**Prompt 1**
In the passage about Ashe's death and funeral, where did his body lie in state?
**Prompt 2**
List every place to which Ashe's body or coffin was taken, according to the passage about Ashe's death and funeral.
**Prompt 3**
Write the next few sentences of the passage about Ashe's death and funeral, continuing on from its final sentence.

*** Extract

When news of his death reached the jail, his comrades expressed renewed determination to carry on the hunger strike until all their demands had been conceded. 

Force-feeding continued until the day before Ashe’s funeral when the Lord Mayor of Dublin visited Austin Stack and told him that the authorities would treat the prisoners as prisoners of war. 

Ashe’s body was removed to Dublin’s Pro-Cathedral and after a Requiem Mass was taken to City Hall, where it lay in state surrounded by an armed guard of Volunteers as thousands filed past to pay their last respects.

On Sunday 30 September, people came from all over Ireland to attend his funeral which left City Hall at 12 noon. The coffin was draped in the Tricolour and accompanied by its guard of honour. It was followed by thousands, including the Lord Mayor and the Archbishop of Dublin, and took four hours to reach Glasnevin Cemetery.

******
*** Exercise data

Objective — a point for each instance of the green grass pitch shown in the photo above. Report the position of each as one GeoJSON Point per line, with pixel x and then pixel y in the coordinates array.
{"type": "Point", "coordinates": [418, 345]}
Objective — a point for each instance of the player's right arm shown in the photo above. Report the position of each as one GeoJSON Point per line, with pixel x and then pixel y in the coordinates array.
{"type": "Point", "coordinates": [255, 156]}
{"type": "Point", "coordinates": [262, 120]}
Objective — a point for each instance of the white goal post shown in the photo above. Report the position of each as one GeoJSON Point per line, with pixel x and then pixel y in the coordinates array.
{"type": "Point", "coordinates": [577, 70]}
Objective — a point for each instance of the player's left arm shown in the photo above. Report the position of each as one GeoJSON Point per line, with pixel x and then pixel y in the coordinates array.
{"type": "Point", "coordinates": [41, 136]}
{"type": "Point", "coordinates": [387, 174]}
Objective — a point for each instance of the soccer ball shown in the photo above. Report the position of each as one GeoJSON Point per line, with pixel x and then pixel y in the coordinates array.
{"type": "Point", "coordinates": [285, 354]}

******
*** Exercise data

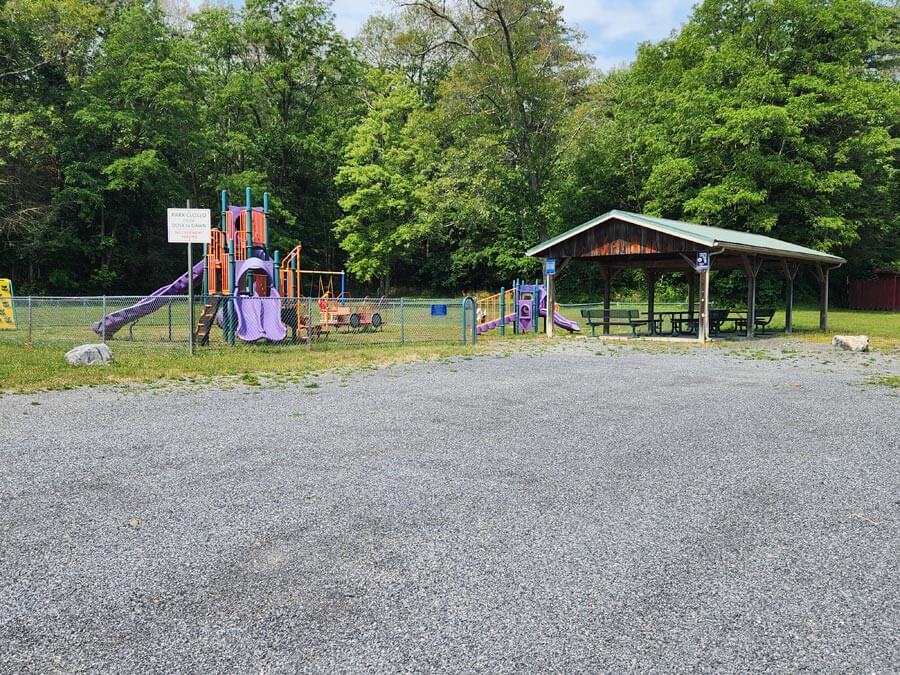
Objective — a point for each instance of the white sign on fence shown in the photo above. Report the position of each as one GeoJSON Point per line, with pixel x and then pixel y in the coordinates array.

******

**Reply 1**
City Hall, surrounded by an armed guard of Volunteers.

**Reply 2**
Dublin's Pro-Cathedral, City Hall, Glasnevin Cemetery

**Reply 3**
The coffin was carried to the graveside by six former political prisoners. After prayers and a short silence, three volleys of shots rang out as a final salute to the dead soldier. A Fianna Éireann bugler sounded The Last Post. Michael Collins delivered the shortest of orations: 

“The volley you have just heard fired is the only tribute necessary over the grave of a dead Fenian.”

The coroner’s jury, 11 days after Ashe’s death, declared, in accordance with the medical evidence, that Thomas Ashe’s death had been caused by the treatment which he suffered in jail. The jury censured the British authorities and the deputy governor of the prison and it condemned forcible feeding as an inhuman and dangerous operation. 

But many more Irishmen were to die on hunger strike in the next 64 years.